> **STATED EXERCISE**: Return the stretch of the forum thread below about early color television from "View Full Version" through "needed periodic attention.", copied word for word.

> **SELECTED TEXT**:
####################

View Full Version : Early color required a touch most customers didn't have.


oldtvman
09-07-2014, 12:03 PM
Time after time I would go on service calls in the early 's on color sets and it was evident that most customers had little skill in both setting up picture controls as well as having an acceptable signal source. I would see pink faces, bright green gray scale, ghosting and any number of problems that were common back then. I'm sure most dealers didn't tell customers that those sets needed periodic attention.

These problems were pretty consistent up until the manufacturers stepped in and added things like auto deguassing, vir, and pretty made the sets fool proof some for most people they were able to achieve reasonable results.

To me a lot of these problems contributed to the opinion that color tv's were not able to produce a good color picture and color was not ready for prime time. I'm sure if any of us would have been a color customer in the 50's or early 60's we could have shown some pretty jaw dropping pictures.

sampson159
09-07-2014, 06:16 PM
i saw plenty of jaw dropping pictures back in the service days.from the early 15 inch roundies to the 21 inch,23v and 25v sets.i remember the first zenith color roundie.a knockout picture!then came the chromacolors and sylvania gt sets.this was the pinnacle era in my opinion.customers would fiddle with everything.most of our service calls were just simple adjustments.once we replaced a crt in a table model set.when it was delivered,we immediatly got a call back.the picture was upside down.i went back with a tech and we flipped the whole set over.she was quite pleased until she realized that it wasnt right.tech straightened it all out by turning the yoke and setting it up again.customer was laughing like crazy over our little joke.she never forgot and told this story to everybody she knew

walterbeers
09-07-2014, 07:02 PM
I used to freak out people and customers by turning the picture upside down or mirror image simply by reversing the deflection yoke leads on early roundie color sets. Of course the yokes had plug in connectors back then.

Username1
09-07-2014, 07:22 PM
My Mom had the opinion that color tv was not good for you, would kill you if you sat too
close, and generally just was not ready for home use. I use to always watch color in awe
at Sears like most folks back then.... I don't know if they all had B&W, but back in the
early 70's lots of people stood there watching tv in the store, for an hour or more....

####################

> **ROWS**:
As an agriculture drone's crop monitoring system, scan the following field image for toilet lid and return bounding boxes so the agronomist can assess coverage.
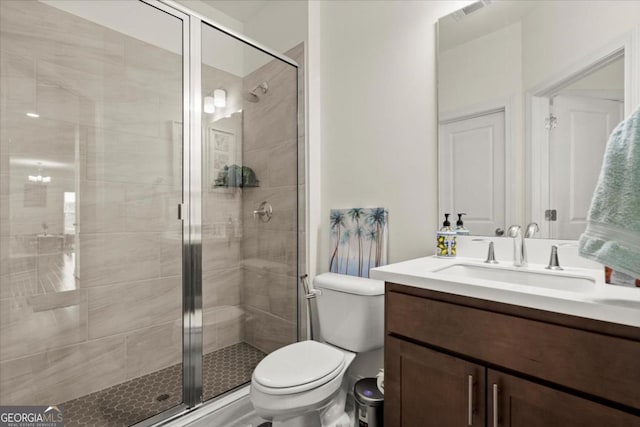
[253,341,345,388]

####################

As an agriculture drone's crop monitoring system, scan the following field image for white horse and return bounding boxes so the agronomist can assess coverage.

####################

> **FULL OUTPUT**:
View Full Version : Early color required a touch most customers didn't have.


oldtvman
09-07-2014, 12:03 PM
Time after time I would go on service calls in the early 's on color sets and it was evident that most customers had little skill in both setting up picture controls as well as having an acceptable signal source. I would see pink faces, bright green gray scale, ghosting and any number of problems that were common back then. I'm sure most dealers didn't tell customers that those sets needed periodic attention.